TO DO:
Could you copy exactly the lines from the start of the records through the one containing "Each instance receives one keypoint. Mark the metal", both included, and leave out the pictures?

RECORDS:
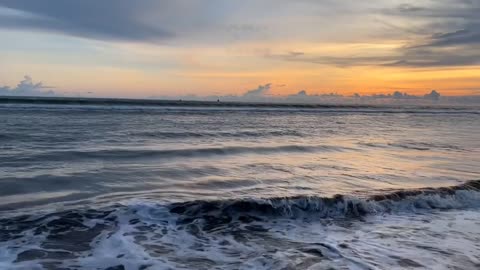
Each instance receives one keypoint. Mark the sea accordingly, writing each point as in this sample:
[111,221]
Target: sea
[176,185]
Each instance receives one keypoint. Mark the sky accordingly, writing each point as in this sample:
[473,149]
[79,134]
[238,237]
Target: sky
[158,48]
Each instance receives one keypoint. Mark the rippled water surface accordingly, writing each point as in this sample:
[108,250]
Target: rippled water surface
[99,187]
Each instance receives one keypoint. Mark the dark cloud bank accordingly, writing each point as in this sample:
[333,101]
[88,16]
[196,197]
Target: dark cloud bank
[439,33]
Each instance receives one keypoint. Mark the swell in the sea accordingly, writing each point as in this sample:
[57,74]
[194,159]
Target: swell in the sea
[466,195]
[462,196]
[100,236]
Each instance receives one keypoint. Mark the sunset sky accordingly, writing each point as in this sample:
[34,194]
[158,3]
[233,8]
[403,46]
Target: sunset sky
[123,48]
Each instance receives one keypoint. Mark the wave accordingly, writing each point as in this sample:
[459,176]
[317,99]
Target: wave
[233,134]
[456,197]
[119,154]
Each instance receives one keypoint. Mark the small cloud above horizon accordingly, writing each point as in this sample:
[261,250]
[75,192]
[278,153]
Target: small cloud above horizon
[27,87]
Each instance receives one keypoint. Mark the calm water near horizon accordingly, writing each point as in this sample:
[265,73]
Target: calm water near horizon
[145,187]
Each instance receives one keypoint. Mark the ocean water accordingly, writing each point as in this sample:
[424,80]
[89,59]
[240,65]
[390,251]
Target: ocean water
[177,187]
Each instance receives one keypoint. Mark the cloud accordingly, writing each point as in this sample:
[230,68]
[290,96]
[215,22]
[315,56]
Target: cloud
[26,87]
[261,90]
[106,19]
[262,94]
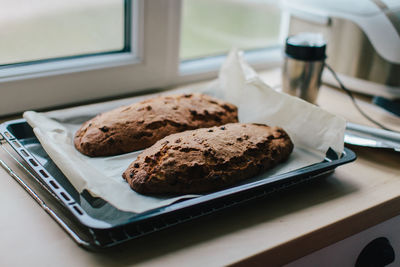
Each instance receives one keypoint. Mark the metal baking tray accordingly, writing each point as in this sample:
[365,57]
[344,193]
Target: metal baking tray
[93,223]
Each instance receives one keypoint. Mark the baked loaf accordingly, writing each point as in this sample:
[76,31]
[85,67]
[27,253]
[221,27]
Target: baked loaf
[140,125]
[208,159]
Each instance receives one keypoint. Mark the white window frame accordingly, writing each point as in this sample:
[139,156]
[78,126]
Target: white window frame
[153,63]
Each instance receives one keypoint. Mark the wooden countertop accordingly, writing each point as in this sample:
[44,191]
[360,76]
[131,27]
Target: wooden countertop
[275,230]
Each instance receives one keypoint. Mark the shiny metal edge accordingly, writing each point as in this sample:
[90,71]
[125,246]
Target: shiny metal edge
[42,203]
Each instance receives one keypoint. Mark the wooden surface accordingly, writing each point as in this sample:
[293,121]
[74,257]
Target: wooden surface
[275,230]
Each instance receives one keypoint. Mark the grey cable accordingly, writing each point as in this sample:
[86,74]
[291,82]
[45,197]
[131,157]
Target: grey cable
[350,94]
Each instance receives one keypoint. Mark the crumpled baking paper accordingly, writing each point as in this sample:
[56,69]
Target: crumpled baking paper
[312,130]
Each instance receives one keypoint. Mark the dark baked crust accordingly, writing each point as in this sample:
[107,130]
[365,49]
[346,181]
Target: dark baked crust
[205,160]
[140,125]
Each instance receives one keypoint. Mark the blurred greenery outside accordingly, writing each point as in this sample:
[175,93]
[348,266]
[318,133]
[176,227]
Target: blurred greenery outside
[212,27]
[36,30]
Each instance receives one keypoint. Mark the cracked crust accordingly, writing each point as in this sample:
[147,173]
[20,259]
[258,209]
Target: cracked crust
[140,125]
[208,159]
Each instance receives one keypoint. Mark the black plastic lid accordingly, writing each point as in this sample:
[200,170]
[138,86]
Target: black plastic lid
[306,46]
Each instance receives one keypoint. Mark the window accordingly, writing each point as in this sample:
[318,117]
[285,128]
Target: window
[212,27]
[42,30]
[76,51]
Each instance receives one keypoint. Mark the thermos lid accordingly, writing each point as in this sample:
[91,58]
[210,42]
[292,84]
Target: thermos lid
[306,46]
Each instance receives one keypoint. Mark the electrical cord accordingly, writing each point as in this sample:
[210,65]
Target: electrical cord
[350,94]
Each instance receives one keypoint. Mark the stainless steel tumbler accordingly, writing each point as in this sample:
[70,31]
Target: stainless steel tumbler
[303,65]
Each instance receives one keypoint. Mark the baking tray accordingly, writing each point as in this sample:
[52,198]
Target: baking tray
[100,225]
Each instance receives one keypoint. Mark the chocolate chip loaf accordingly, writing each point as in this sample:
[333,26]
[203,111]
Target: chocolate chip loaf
[140,125]
[208,159]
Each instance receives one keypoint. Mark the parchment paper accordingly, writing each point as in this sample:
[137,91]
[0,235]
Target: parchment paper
[312,130]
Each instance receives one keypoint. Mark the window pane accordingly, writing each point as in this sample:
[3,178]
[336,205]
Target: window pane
[44,29]
[212,27]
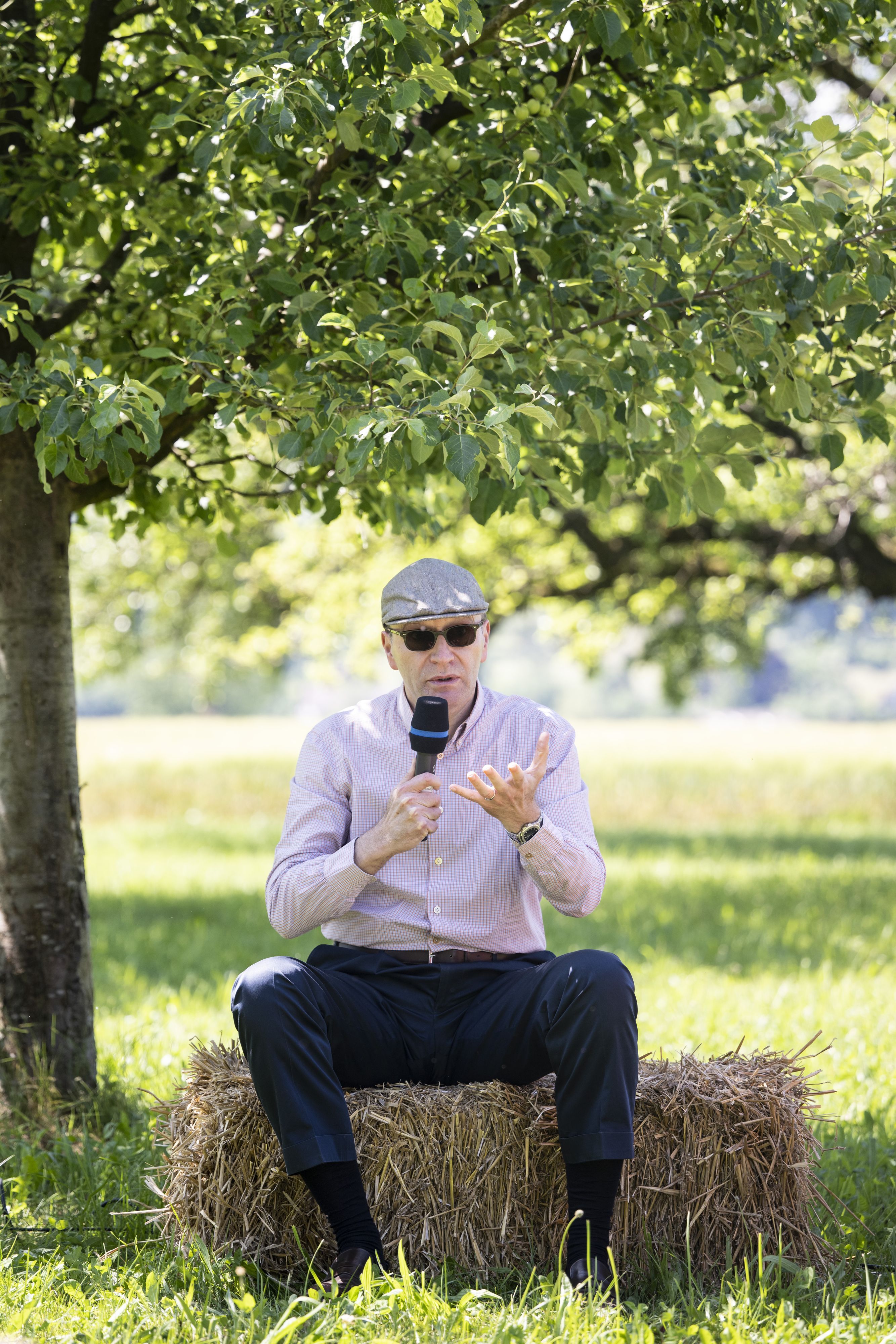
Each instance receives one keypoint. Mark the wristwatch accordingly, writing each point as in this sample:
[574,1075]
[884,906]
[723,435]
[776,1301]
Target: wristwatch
[530,830]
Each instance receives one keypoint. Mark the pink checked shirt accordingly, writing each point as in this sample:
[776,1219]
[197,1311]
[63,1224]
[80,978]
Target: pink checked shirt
[469,885]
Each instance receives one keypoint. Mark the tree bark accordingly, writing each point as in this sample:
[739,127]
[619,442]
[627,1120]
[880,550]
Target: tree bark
[46,983]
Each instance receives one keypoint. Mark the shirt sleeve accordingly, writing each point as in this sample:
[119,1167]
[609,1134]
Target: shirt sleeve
[563,859]
[315,877]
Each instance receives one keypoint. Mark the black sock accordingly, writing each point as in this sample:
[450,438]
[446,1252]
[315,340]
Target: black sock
[339,1190]
[593,1189]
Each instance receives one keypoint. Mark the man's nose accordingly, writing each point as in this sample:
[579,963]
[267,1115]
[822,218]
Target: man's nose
[442,650]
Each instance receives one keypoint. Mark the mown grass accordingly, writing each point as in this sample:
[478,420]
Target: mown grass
[752,890]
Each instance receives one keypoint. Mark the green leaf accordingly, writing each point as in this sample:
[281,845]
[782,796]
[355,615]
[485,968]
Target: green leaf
[405,95]
[348,134]
[452,333]
[743,471]
[707,491]
[575,182]
[488,499]
[166,120]
[336,321]
[440,80]
[766,326]
[879,287]
[291,446]
[832,447]
[608,28]
[804,397]
[105,419]
[461,454]
[117,460]
[859,319]
[539,413]
[499,415]
[550,192]
[825,128]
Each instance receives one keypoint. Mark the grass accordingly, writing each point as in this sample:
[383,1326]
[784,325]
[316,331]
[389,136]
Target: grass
[752,890]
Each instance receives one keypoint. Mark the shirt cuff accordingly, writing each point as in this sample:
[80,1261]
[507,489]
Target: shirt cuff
[342,876]
[542,851]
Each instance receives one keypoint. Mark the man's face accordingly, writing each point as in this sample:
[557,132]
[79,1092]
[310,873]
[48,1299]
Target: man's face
[444,670]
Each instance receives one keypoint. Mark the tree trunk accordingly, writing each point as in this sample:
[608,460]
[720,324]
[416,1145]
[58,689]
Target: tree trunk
[46,984]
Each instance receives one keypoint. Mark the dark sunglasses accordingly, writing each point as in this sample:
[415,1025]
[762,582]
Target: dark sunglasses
[421,642]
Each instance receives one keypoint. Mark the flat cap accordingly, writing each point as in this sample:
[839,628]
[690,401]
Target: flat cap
[432,589]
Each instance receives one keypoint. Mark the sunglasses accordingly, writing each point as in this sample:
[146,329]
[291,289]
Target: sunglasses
[421,642]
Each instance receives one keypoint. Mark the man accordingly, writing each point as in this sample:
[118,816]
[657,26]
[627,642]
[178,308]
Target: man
[430,889]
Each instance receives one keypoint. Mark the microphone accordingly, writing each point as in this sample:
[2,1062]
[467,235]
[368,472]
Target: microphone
[429,732]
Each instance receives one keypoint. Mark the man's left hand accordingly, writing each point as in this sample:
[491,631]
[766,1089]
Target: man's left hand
[510,802]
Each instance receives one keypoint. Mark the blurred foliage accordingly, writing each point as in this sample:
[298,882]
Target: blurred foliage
[252,600]
[346,253]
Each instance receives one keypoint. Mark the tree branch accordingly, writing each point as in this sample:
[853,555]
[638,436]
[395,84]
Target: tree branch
[105,278]
[101,21]
[180,425]
[491,30]
[433,120]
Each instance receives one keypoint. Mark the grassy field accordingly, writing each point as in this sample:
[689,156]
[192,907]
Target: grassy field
[752,889]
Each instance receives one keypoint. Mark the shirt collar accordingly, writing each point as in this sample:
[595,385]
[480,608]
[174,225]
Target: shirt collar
[479,705]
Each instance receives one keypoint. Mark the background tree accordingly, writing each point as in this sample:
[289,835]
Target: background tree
[537,249]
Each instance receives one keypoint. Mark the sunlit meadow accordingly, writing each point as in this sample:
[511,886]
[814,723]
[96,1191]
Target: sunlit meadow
[752,889]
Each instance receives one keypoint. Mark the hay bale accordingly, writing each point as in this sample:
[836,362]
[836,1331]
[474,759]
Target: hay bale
[475,1173]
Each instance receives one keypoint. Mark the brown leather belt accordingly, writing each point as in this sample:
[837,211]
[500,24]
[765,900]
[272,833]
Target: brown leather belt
[451,955]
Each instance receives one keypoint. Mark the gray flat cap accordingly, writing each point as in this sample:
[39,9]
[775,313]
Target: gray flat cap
[429,591]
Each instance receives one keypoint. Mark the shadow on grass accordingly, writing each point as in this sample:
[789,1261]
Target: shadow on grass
[180,943]
[764,846]
[859,1166]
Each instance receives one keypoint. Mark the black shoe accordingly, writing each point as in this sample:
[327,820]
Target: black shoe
[600,1280]
[347,1271]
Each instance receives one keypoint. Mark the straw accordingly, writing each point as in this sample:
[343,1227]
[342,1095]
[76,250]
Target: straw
[475,1173]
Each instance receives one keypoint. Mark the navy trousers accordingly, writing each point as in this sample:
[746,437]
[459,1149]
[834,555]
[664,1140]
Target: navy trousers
[359,1018]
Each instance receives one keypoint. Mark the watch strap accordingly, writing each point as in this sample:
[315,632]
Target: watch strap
[528,831]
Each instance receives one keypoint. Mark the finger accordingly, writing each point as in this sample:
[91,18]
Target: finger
[484,788]
[498,782]
[468,794]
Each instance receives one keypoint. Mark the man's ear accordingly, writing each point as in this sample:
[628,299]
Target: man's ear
[387,644]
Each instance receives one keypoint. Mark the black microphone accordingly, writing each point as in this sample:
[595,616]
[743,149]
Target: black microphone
[429,732]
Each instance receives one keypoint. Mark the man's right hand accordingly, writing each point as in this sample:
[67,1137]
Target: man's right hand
[413,814]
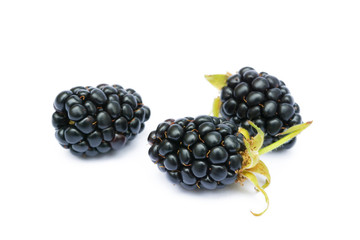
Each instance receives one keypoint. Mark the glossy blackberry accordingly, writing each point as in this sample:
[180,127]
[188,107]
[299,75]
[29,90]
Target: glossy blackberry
[261,98]
[197,153]
[89,120]
[210,153]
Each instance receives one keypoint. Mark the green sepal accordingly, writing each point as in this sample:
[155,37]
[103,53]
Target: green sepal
[291,133]
[216,107]
[217,80]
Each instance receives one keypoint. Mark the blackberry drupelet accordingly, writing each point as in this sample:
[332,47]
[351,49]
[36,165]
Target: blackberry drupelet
[210,152]
[89,120]
[197,153]
[259,97]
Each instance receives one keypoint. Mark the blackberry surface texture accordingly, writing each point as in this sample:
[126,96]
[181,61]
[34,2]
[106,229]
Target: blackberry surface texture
[261,98]
[210,152]
[197,153]
[90,120]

RESPONSE TO THE EXERCISE:
Each instance receives one keypoint. Mark the sea accordingly, writing each point as in this sample:
[111,221]
Target: sea
[176,185]
Each instance receives one keypoint. Mark the sky accordingly, writing each point as in this sample:
[473,149]
[79,134]
[238,237]
Target: sky
[158,48]
Each instance receives one keypoint. Mark the rippled water surface accordingly, writing each point as in this sample:
[108,250]
Target: rippled water surface
[99,187]
Each instance receives one keypoint. Mark the dark cloud bank accordingly, writing each point as in this sample:
[333,101]
[88,16]
[196,197]
Target: dark cloud bank
[439,33]
Each instance receives one keypoint. Mark the swell in the sea accordingly, writing each point as in this sample:
[57,74]
[194,159]
Target: swell in the sea
[466,195]
[462,196]
[100,236]
Each instance receives one keypoint. Mark the sunset sky accordingly, writing each point as in this sample:
[34,194]
[158,3]
[233,8]
[403,46]
Target: sunset sky
[123,48]
Each instance receives one keypoint. Mark the wave accordingly, writing each point as in this sample:
[459,176]
[317,99]
Target: wave
[233,134]
[456,197]
[119,154]
Each instance receives one keypoint. Mark the small cloud above horizon accordingly, writing each point as in this sample:
[261,250]
[75,192]
[278,153]
Target: small cloud above horizon
[27,87]
Each instance receives one keypoint. Mark the calm water near horizon accordingly, writing each point as in this sample:
[265,73]
Target: calm water near horizon
[145,187]
Each instance receives one keypoint. Mark the ocean water accordingly, writing each point as in this sample:
[424,80]
[89,59]
[240,65]
[390,251]
Target: ocean water
[177,187]
Each instance receives one keypoint. Mark the cloud accordingly, writing each point as in this sample:
[230,68]
[290,96]
[215,22]
[315,56]
Target: cloud
[26,87]
[261,90]
[106,19]
[262,94]
Each instance receives one keypoint. Mark the metal baking tray accordingly, writing each point as in this sample:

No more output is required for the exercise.